PROBLEM: Continue the news article about Boston's black ministers and Elizabeth Warren from its last sentence.

SELECTED EXCERPT:
_ _ _ _ _ _ _
Tuesday, June 5, 2012

Black ministers skeptical on Elizabeth Warren, want candidate meetings.





Black ministers skeptical on Elizabeth Warren, want candidate meetings.(BG).Dogged by weeks of questions about whether her claims of Native American heritage helped advance her career, Elizabeth Warren now faces skepticism from some of Boston’s black ministers whose appearance with Scott Brown just after his 2010 election to US Senate helped shape Brown’s image as a different breed of Republican. “It will take more than an impromptu endorsement by Governor Patrick to make an intellectually compelling case why Elizabeth Warren deserves to be the next senator,” said the Rev. Eugene F. Rivers III, referring to the state’s governor, Deval Patrick, who is black.
Rivers said he will ask Warren and Brown to meet with the black community to address its concerns. “The support she receives should be earned.” The pressure comes at a difficult time for Warren, a white Harvard Law bankruptcy professor who has spent five weeks deflecting criticism for identifying herself as having Native American heritage. Warren, a nationally known consumer advocate who led a federal oversight committee on bank bailout funds, has been unable to provide proof of her heritage and has been hounded by the suggestion that her minority status brought her a hiring preference, though Warren and some of her past employers have denied that. As a result, a hot-button issue of past decades — affirmative action — has taken center stage in a recession-era campaign that Warren had hoped to focus on defending the middle class. [...] But Rivers said the questions are legitimate and could affect Warren’s image in the black community and the public at large. “It is within bounds to raise the question of whether or not a white woman used the minority card for her professional advantage,” said Rivers. “Ancestry is not the issue,” Rivers added, saying that Warren’s handling of the controversy raises questions beyond her heritage.
_ _ _ _ _ _ _
RECORDS:

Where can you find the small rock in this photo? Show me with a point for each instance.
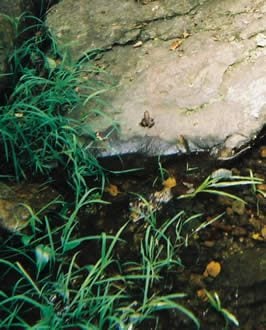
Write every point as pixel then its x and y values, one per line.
pixel 239 207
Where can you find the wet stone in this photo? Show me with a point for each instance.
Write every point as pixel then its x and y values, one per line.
pixel 19 201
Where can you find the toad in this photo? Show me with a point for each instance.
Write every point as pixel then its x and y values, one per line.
pixel 147 121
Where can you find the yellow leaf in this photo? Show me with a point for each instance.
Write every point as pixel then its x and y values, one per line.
pixel 213 269
pixel 170 182
pixel 112 190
_ _ _ _ _ _ _
TASK ANSWER:
“Did you tell the truth? Because you marketed yourself as the good-guy, straight-shooting-populist, representing-poor-people candidate.” “Affirmative action — that issue becomes important because it points to who you are,” added the Rev. Jeffrey Brown, executive director of the TenPoint Coalition, who pointed to an assertion that she is 1/32 Cherokee. “I’m thinking to myself, if I was 1/32 white, or of European descent, would I be able to put on an application that I was white? And if you look at a picture of me, you see what I’m talking about. The question is not a trivial one, or one that can just be dismissed as a Republican tactic. And I say this as someone who campaigned for Martha Coakley and I’m independent in terms of my political status.”Read the full story here.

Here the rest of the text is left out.